= RAW RECORDS =
········

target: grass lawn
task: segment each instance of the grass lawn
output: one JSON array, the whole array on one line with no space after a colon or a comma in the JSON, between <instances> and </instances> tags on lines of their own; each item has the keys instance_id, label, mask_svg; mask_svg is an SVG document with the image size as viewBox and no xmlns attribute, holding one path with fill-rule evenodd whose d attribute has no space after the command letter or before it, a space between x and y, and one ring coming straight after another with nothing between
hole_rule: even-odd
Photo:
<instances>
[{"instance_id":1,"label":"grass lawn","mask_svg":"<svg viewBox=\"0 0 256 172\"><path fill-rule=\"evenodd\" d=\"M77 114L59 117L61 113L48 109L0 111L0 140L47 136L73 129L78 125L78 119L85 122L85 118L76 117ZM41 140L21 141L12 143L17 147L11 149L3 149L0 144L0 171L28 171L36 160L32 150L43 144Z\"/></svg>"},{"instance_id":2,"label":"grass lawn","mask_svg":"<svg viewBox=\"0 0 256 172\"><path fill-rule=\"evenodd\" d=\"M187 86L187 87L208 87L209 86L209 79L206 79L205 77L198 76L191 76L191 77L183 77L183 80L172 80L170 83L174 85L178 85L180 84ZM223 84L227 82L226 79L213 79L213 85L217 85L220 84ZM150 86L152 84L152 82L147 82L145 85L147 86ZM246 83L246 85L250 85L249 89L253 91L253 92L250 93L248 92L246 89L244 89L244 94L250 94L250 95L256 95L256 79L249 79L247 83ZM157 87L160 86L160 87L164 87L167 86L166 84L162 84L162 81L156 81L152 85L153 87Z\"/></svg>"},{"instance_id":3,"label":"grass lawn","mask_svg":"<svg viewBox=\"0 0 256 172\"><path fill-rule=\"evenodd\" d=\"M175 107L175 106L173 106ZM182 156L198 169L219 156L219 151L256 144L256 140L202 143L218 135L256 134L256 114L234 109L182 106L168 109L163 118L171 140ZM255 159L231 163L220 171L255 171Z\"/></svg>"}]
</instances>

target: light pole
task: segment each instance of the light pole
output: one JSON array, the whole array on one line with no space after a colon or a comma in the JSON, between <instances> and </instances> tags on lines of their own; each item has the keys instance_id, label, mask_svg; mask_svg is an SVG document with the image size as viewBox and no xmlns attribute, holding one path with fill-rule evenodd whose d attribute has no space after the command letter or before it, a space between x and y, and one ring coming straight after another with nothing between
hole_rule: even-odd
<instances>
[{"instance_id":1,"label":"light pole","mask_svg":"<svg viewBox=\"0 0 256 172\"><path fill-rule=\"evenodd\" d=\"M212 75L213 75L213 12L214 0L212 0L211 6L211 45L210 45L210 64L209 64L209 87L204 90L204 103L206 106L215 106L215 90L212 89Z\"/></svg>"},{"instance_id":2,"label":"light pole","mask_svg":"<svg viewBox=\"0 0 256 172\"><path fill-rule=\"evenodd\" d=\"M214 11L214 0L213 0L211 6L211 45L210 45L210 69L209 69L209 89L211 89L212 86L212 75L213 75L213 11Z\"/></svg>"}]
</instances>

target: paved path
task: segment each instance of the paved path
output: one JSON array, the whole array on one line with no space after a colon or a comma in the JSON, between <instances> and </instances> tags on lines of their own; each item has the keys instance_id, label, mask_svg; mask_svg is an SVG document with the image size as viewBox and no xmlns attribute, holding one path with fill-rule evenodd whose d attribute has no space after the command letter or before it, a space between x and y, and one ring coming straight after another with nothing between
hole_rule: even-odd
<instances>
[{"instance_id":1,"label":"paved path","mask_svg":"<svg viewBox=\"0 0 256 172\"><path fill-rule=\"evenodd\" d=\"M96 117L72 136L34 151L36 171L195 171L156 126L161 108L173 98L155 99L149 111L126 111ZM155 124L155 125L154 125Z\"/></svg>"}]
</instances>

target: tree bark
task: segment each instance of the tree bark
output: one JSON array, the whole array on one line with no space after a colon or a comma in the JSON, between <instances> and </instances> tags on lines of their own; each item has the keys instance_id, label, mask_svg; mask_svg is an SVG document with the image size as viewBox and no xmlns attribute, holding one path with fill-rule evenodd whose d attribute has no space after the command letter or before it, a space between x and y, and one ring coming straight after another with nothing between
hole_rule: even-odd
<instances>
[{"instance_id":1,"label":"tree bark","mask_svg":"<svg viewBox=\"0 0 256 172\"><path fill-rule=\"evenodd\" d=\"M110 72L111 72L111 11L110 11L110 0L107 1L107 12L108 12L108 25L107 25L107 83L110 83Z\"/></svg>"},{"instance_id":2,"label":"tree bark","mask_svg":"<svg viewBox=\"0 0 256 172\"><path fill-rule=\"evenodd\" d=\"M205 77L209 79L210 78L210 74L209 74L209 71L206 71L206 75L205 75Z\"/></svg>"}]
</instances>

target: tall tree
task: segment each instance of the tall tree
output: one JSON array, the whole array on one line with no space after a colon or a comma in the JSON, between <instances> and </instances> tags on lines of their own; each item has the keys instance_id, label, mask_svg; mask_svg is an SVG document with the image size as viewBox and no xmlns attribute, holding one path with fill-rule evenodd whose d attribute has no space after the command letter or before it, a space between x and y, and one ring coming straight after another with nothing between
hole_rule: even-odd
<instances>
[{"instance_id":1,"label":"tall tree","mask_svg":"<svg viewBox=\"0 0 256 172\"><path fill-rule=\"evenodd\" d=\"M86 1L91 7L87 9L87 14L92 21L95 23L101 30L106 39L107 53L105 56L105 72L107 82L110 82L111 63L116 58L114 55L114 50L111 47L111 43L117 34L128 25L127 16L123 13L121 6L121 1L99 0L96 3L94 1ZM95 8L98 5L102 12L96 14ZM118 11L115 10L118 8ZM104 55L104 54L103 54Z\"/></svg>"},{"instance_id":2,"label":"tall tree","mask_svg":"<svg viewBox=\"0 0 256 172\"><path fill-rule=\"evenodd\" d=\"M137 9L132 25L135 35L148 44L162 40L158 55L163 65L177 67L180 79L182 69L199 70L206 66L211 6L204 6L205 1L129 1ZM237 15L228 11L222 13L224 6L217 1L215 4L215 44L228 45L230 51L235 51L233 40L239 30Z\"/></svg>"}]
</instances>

········

= TASK REQUIREMENTS =
Extract every record and return it verbatim.

= REPLY TO THE TASK =
target: grass lawn
task: segment each instance of the grass lawn
output: one JSON array, the whole array on one line with no space after a colon or a comma in the JSON, between <instances> and </instances> tags on lines of their own; each item has the keys instance_id, label, mask_svg; mask_svg is an SVG document with the image size as viewBox and no xmlns attribute, holding one path with fill-rule evenodd whose d attribute has no space after the command letter or before it, a space between x and y, and one ring coming straight after another with nothing between
hole_rule: even-odd
Photo:
<instances>
[{"instance_id":1,"label":"grass lawn","mask_svg":"<svg viewBox=\"0 0 256 172\"><path fill-rule=\"evenodd\" d=\"M77 114L59 117L61 113L48 109L0 111L0 140L47 136L73 129L78 125L78 119L85 122L85 118L76 117ZM41 140L21 141L12 143L17 147L11 149L3 149L0 144L0 171L28 171L36 160L32 150L43 144Z\"/></svg>"},{"instance_id":2,"label":"grass lawn","mask_svg":"<svg viewBox=\"0 0 256 172\"><path fill-rule=\"evenodd\" d=\"M187 86L187 87L208 87L209 86L209 79L206 79L205 77L198 76L191 76L191 77L183 77L183 80L172 80L170 83L174 85L178 85L180 84ZM223 84L227 82L226 79L213 79L213 85L217 85L220 84ZM150 86L152 84L152 82L147 82L145 85L147 86ZM246 83L246 85L250 85L249 89L253 91L253 92L250 93L248 92L246 89L244 89L244 94L250 94L250 95L256 95L256 79L249 79L247 83ZM157 87L160 86L160 87L164 87L167 86L166 84L162 84L162 81L156 81L152 85L153 87Z\"/></svg>"},{"instance_id":3,"label":"grass lawn","mask_svg":"<svg viewBox=\"0 0 256 172\"><path fill-rule=\"evenodd\" d=\"M175 107L175 106L173 106ZM182 156L198 169L219 156L219 151L256 144L256 140L202 143L218 135L256 134L256 114L234 109L182 106L168 109L163 118L171 140ZM255 159L231 163L220 171L255 171Z\"/></svg>"}]
</instances>

target: light pole
task: segment each instance of the light pole
output: one JSON array, the whole array on one line with no space after a colon or a comma in the JSON, between <instances> and </instances> tags on lines of their own; each item has the keys instance_id, label, mask_svg; mask_svg is an SVG document with the image size as viewBox and no xmlns attribute, holding one path with fill-rule evenodd whose d attribute has no space after the command letter or before it, a space between x and y, and one ring coming straight after another with nothing between
hole_rule: even-odd
<instances>
[{"instance_id":1,"label":"light pole","mask_svg":"<svg viewBox=\"0 0 256 172\"><path fill-rule=\"evenodd\" d=\"M212 75L213 75L213 12L214 0L212 0L211 6L211 45L210 45L210 64L209 64L209 87L204 90L204 103L206 106L215 106L215 90L212 89Z\"/></svg>"},{"instance_id":2,"label":"light pole","mask_svg":"<svg viewBox=\"0 0 256 172\"><path fill-rule=\"evenodd\" d=\"M214 11L214 0L213 0L211 6L211 45L210 45L210 69L209 69L209 89L211 89L212 86L212 75L213 75L213 11Z\"/></svg>"}]
</instances>

target: paved path
task: segment each instance of the paved path
output: one JSON array, the whole array on one line with no space after a colon or a comma in the JSON, between <instances> and </instances> tags on lines of their own; each item has the keys instance_id, label, mask_svg; mask_svg is an SVG document with the image size as viewBox and no xmlns attribute, holding one path with fill-rule evenodd whose d attribute has no space after the command letter or before it, a space between x and y, and one ring coming straight after another with nothing between
hole_rule: even-odd
<instances>
[{"instance_id":1,"label":"paved path","mask_svg":"<svg viewBox=\"0 0 256 172\"><path fill-rule=\"evenodd\" d=\"M96 117L72 136L34 151L36 171L195 171L156 126L161 108L173 98L155 99L149 111L126 111ZM155 124L155 125L154 125Z\"/></svg>"}]
</instances>

target: tree bark
task: segment each instance of the tree bark
output: one JSON array, the whole array on one line with no space after a colon or a comma in the JSON, between <instances> and </instances> tags on lines of their own; each item has the keys instance_id, label, mask_svg; mask_svg is an SVG document with the image size as viewBox and no xmlns attribute, holding one path with fill-rule evenodd whose d attribute has no space after the command letter or before it, a space between x and y, and one ring coming straight after another with nothing between
hole_rule: even-odd
<instances>
[{"instance_id":1,"label":"tree bark","mask_svg":"<svg viewBox=\"0 0 256 172\"><path fill-rule=\"evenodd\" d=\"M110 72L111 72L111 11L110 11L110 0L107 1L107 12L108 12L108 25L107 25L107 83L110 83Z\"/></svg>"},{"instance_id":2,"label":"tree bark","mask_svg":"<svg viewBox=\"0 0 256 172\"><path fill-rule=\"evenodd\" d=\"M205 77L209 79L210 78L210 74L209 74L209 71L206 71L206 75L205 75Z\"/></svg>"}]
</instances>

target: tall tree
task: segment each instance of the tall tree
output: one JSON array, the whole array on one line with no space after a colon or a comma in the JSON, between <instances> and </instances> tags on lines of their own; each item has the keys instance_id, label, mask_svg; mask_svg is an SVG document with the image size as viewBox and no xmlns attribute, holding one path with fill-rule evenodd whose d attribute has no space after the command letter or before it, a space between x and y, and one ring coming straight after another with nothing between
hole_rule: even-odd
<instances>
[{"instance_id":1,"label":"tall tree","mask_svg":"<svg viewBox=\"0 0 256 172\"><path fill-rule=\"evenodd\" d=\"M86 1L91 7L87 9L87 14L92 21L95 23L101 30L106 39L107 53L105 56L105 72L107 82L110 82L111 63L116 58L114 55L114 50L111 47L111 43L117 34L128 25L127 16L123 13L121 6L121 1L99 0L96 3L94 1ZM95 8L98 5L102 12L96 14ZM118 11L115 10L118 8ZM104 55L104 54L103 54Z\"/></svg>"},{"instance_id":2,"label":"tall tree","mask_svg":"<svg viewBox=\"0 0 256 172\"><path fill-rule=\"evenodd\" d=\"M137 9L132 25L135 35L148 44L162 40L158 55L163 65L177 67L180 79L182 69L199 70L206 66L211 6L204 6L205 1L129 1ZM237 15L228 11L222 13L224 6L217 1L215 4L215 44L228 45L230 51L235 51L233 40L239 30Z\"/></svg>"}]
</instances>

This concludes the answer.